• **Records shown**
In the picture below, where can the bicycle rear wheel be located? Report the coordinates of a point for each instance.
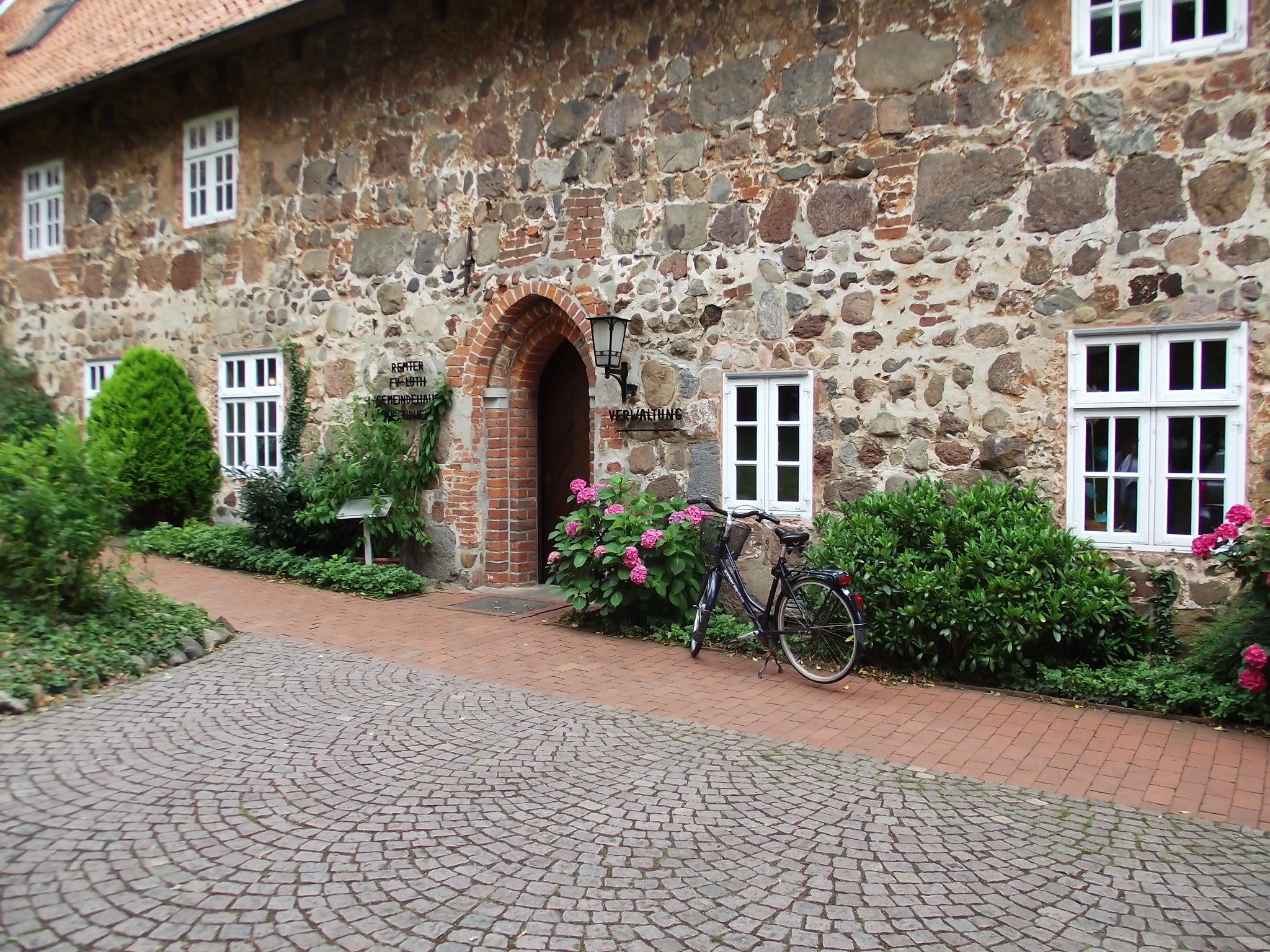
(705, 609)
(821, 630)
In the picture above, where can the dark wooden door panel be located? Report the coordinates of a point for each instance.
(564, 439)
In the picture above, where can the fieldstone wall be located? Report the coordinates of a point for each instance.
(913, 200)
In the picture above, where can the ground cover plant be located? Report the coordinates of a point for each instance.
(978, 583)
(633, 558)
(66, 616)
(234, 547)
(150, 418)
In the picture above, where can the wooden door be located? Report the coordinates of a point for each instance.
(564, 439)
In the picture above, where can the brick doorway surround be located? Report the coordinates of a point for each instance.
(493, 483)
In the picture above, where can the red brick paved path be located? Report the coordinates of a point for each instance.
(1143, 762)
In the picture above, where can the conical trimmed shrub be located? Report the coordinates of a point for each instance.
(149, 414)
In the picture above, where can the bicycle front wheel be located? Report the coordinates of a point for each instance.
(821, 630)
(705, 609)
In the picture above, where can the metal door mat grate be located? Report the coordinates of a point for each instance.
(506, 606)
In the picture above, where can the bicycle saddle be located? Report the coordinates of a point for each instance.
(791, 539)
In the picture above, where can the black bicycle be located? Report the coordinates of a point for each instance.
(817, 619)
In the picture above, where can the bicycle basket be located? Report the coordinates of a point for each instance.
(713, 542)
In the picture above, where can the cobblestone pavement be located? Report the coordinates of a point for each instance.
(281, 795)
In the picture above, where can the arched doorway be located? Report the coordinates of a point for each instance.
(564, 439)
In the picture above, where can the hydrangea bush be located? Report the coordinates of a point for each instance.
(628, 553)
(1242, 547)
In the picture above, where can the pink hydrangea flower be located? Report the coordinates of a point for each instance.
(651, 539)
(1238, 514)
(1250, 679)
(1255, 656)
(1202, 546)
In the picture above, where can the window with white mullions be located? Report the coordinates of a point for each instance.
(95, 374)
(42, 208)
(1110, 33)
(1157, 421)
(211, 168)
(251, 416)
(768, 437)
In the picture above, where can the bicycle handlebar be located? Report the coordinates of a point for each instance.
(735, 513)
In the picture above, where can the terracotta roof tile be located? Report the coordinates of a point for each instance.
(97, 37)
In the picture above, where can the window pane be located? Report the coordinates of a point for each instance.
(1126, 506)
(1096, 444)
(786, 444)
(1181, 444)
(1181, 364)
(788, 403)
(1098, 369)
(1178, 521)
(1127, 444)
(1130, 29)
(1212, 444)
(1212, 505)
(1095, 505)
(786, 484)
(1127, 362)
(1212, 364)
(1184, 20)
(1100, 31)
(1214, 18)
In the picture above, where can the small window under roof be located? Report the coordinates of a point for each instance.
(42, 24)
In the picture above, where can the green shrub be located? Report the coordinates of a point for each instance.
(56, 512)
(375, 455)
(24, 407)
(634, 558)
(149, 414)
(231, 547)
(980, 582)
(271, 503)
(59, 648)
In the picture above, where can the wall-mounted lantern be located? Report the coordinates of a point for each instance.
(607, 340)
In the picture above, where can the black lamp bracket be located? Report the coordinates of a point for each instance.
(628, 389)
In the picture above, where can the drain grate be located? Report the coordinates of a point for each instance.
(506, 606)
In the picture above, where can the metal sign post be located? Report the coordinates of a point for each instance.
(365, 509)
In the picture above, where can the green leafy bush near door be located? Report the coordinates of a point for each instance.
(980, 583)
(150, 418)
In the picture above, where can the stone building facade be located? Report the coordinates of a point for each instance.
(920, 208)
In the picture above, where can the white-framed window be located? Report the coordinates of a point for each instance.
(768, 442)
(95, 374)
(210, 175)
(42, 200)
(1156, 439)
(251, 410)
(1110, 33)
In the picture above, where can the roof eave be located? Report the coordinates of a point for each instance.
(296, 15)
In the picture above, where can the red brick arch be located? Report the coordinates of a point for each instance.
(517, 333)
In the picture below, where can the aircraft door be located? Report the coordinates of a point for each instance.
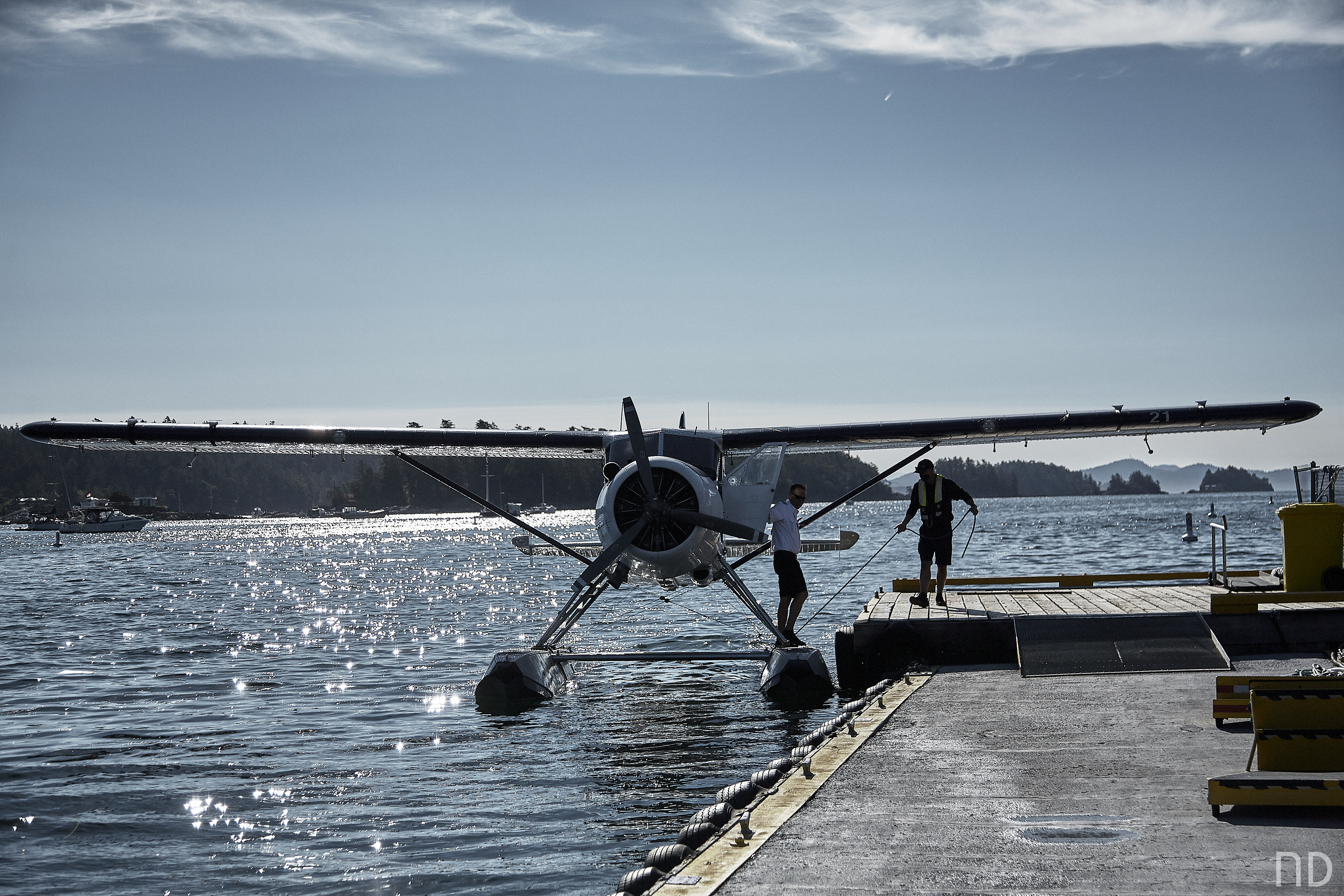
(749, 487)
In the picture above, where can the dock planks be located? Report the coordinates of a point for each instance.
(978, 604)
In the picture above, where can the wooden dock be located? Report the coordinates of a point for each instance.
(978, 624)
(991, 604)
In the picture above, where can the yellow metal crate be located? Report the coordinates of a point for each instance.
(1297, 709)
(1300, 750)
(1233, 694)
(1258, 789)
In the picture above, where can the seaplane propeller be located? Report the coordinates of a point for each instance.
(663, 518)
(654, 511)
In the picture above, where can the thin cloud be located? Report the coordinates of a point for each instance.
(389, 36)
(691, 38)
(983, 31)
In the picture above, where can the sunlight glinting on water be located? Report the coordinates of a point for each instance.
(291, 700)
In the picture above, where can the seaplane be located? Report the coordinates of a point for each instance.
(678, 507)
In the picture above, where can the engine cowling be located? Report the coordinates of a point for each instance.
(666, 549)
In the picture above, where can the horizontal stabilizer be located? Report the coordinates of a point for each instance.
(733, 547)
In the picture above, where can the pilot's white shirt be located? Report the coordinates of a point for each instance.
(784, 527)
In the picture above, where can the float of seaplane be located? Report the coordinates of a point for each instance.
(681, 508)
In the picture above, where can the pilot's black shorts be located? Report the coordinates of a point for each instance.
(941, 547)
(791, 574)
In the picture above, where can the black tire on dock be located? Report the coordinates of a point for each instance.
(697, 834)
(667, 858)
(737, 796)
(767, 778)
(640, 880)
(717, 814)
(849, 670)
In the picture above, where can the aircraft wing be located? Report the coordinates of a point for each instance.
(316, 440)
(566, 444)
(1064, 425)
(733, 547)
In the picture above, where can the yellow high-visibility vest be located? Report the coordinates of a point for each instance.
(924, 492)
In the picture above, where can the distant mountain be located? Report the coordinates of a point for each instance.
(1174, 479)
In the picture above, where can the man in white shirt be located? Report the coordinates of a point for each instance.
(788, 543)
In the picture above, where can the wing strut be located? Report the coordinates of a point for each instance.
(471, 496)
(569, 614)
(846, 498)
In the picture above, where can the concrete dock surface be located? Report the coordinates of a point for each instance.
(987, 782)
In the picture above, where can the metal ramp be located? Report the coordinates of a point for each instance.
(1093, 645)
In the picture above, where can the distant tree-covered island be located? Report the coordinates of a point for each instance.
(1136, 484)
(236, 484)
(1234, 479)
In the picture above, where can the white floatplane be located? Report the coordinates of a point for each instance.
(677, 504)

• **Work required**
Copy the listing over exactly, skipping the pictures it holds.

• **Task output**
In the picture below, where can the bicycle rear wheel be located? Report the coordinates of a point for each instance.
(705, 609)
(821, 630)
In the picture above, where can the dark wooden door panel be located? Report the coordinates of a point for each instance.
(564, 439)
In the picture above, where can the fieldstone wall be located? Report the coordinates of a point for each instance.
(913, 200)
In the picture above, where can the ground cover plant be located? Report the coordinates of a point for each instance.
(978, 583)
(633, 558)
(66, 616)
(234, 547)
(150, 418)
In the picture above, where can the wooden door be located? Report the coordinates of a point for each instance.
(564, 439)
In the picture above, where can the brick doorway surround be located? Report the coordinates of a point for each instance.
(493, 483)
In the picture above, where can the red brick paved path be located? Report the coordinates of a point for each instance.
(1143, 762)
In the picture above, where can the conical trimmed shrub be located? Report the coordinates of a point for each instance.
(149, 414)
In the picture above, where can the bicycle front wheel be located? Report the coordinates of a point for each instance.
(821, 630)
(705, 609)
In the picture above, where can the metal door mat grate be located? Report the coordinates of a point for each instance.
(506, 606)
In the picture above, where can the bicycle saddle be located? Report the coordinates of a point for each instance.
(791, 539)
In the picture above, where can the black bicycle be located? Report the coordinates of a point for each instance.
(817, 619)
In the picture above, where can the bicycle basket be located? Report the coordinates of a point for each instance.
(713, 542)
In the picture above, where can the cobblestone pavement be located? Report the coordinates of a point for each instance.
(281, 795)
In the picture above, where can the arched doorway be located? Report the coordinates of a point for each instance.
(564, 439)
In the picture above, where can the hydrangea bush be located? Report the coordinates of a point for each instance.
(628, 553)
(1242, 547)
In the picture above, where can the pink hydrangea flower be located? Report the coordinates of a point for each instance.
(651, 539)
(1238, 514)
(1250, 679)
(1255, 656)
(1202, 546)
In the picture above, where can the window with white mullions be located? Report the coordinates of a point for each instance.
(95, 374)
(42, 208)
(1110, 33)
(1157, 421)
(211, 168)
(251, 416)
(768, 437)
In the picture above, where can the bicycle handlebar be located? Report the coordinates of a point for each instance.
(735, 513)
In the picture above, where can the terracotta roof tile be located? Report the coordinates of a point for each instance.
(97, 37)
In the picture above, where can the window pane be located? Report the coordinates of a point for each instance.
(1126, 506)
(1096, 444)
(786, 444)
(1181, 444)
(1181, 364)
(788, 403)
(1098, 369)
(1178, 521)
(1127, 444)
(1130, 29)
(1212, 444)
(1212, 505)
(1095, 505)
(786, 484)
(1127, 362)
(1212, 364)
(1184, 20)
(1100, 31)
(1214, 18)
In the picture above, where can the small window under roof be located? Report the coordinates of a point for each instance.
(42, 24)
In the picture above, where can the green shrub be located? Report the coordinates of a point for each instance.
(56, 512)
(375, 455)
(24, 407)
(634, 558)
(149, 414)
(231, 547)
(980, 582)
(271, 503)
(59, 648)
In the picture above, where can the wall-mounted lantern be located? Report the coordinates of a point for each instance.
(607, 340)
In the picture above, where can the black lamp bracket be located? Report the coordinates of a point for each instance.
(628, 389)
In the picture above, where can the drain grate be located? Report the coordinates of a point for each instance.
(506, 606)
In the picture above, where can the metal sign post be located? Report the coordinates of a point for each instance.
(365, 509)
In the picture above, where can the green leafy bush near door be located? Report the coordinates of a point for each instance.
(980, 583)
(150, 418)
In the picture above, where can the stone building facade be located? Report the coordinates of a point for each instance.
(920, 208)
In the picture above, where can the white-framed window be located? Report the coordinates of a point for each instance.
(768, 442)
(95, 374)
(210, 175)
(42, 200)
(1156, 439)
(251, 410)
(1110, 33)
In the picture above, where can the roof eave be located? Report the coordinates of a point for each instance.
(296, 15)
In the picture above, where can the red brick arch be located? Report the coordinates of a point for each instance.
(517, 333)
In the picture below, where can the aircraft door be located? Report the coordinates of a point for each instance.
(749, 487)
In the picture above, where can the dock planks be located? Report the coordinates of a point for each instance.
(978, 604)
In the picture above, where can the wooden dock be located? Report the coordinates of a point for each instance.
(978, 624)
(991, 604)
In the picture above, where can the yellow metal crate be located? Report the coordinates of a point for each instance.
(1297, 709)
(1300, 750)
(1233, 694)
(1258, 789)
In the picture above, where can the seaplane propeller be located? Report the coordinates of a point for each instance.
(663, 518)
(654, 511)
In the picture above, where can the thin cloud be located? Report the coordinates of a point for each instance.
(389, 36)
(691, 38)
(983, 31)
In the picture above, where can the sunlight glinting on water be located? Report the coordinates of a point for each instance.
(291, 700)
In the picture above, where can the seaplane be located? Report the coordinates of a point for each instance.
(678, 507)
In the picture above, where can the engine cowling be located? Report the coordinates of a point for each instance.
(666, 549)
In the picture above, where can the horizontal stabilizer be located? Report the coordinates of a point for each instance.
(733, 547)
In the picture above, where can the pilot's white shirt be located? Report the coordinates of a point for each instance.
(784, 527)
In the picture above, where can the float of seaplane be located? Report the coordinates of a point for each instance.
(681, 508)
In the picture above, where can the pilot's black shorts be located? Report the coordinates of a point for each instance.
(941, 547)
(791, 574)
In the picture above, where can the black tire on dock be located? Report the coordinates of a point for each instance.
(697, 834)
(667, 858)
(737, 796)
(767, 778)
(640, 880)
(717, 814)
(849, 670)
In the picture above, where can the aircraft wing be located? Report the coordinates of a point for each instance.
(316, 440)
(566, 444)
(1064, 425)
(733, 547)
In the picture above, where can the yellow high-visibility vest be located? Report the coordinates of a point for each instance.
(924, 492)
In the picture above, where can the distant mountain be located? Report the coordinates of a point for each instance.
(1174, 479)
In the picture above, where can the man in white shirt be located? Report the coordinates of a point for each instance.
(788, 543)
In the picture above, where can the wing strut be located? Report the coordinates of a point for each instance.
(471, 496)
(569, 614)
(846, 498)
In the picture above, where can the concrete dock surface be located? Report the coordinates of a point for each instance.
(987, 782)
In the picture above, where can the metal ramp be located? Report the coordinates of a point for each instance.
(1093, 645)
In the picture above, where can the distant tree-covered island be located? Report the coordinates of a point for each instance.
(1136, 484)
(236, 484)
(1234, 479)
In the picture above, where can the white floatplane be located? Report the coordinates of a point for each instance.
(677, 504)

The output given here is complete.